» What to do: Print the listing below in full. Alter nothing.

=-=-=-=-=

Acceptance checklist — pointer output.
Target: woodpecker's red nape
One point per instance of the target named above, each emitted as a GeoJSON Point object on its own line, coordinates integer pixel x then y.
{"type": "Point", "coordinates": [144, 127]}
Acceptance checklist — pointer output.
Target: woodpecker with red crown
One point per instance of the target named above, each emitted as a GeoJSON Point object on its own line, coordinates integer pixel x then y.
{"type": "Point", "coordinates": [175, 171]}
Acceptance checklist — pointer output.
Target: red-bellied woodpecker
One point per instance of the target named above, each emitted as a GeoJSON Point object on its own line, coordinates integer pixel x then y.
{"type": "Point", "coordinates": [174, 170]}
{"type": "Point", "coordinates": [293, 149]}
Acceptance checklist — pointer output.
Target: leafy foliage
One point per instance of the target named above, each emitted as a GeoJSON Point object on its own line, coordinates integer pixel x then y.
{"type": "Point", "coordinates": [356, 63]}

=-=-=-=-=

» Finished task:
Acceptance checklist — pointer output.
Target: woodpecker's red nape
One point per instance of the target named above, each emitted as a GeoJSON Point object on its own line, coordinates integer pixel x then y.
{"type": "Point", "coordinates": [144, 127]}
Acceptance checklist — pointer output.
Target: woodpecker with red crown
One point per instance of the target named above, each emitted as a GeoJSON Point object on its own line, coordinates integer pixel x then y.
{"type": "Point", "coordinates": [175, 171]}
Acceptance checklist — pointer output.
Target: red-bellied woodpecker
One point per instance of the target named above, each emitted as a GeoJSON Point object on its own line, coordinates integer pixel x then y.
{"type": "Point", "coordinates": [174, 170]}
{"type": "Point", "coordinates": [293, 149]}
Acceptance checklist — pointer output.
Target: leafy foliage
One point per instance of the target named above, each emitted as a GeoJSON Point object on its own line, coordinates integer pixel x then y.
{"type": "Point", "coordinates": [356, 63]}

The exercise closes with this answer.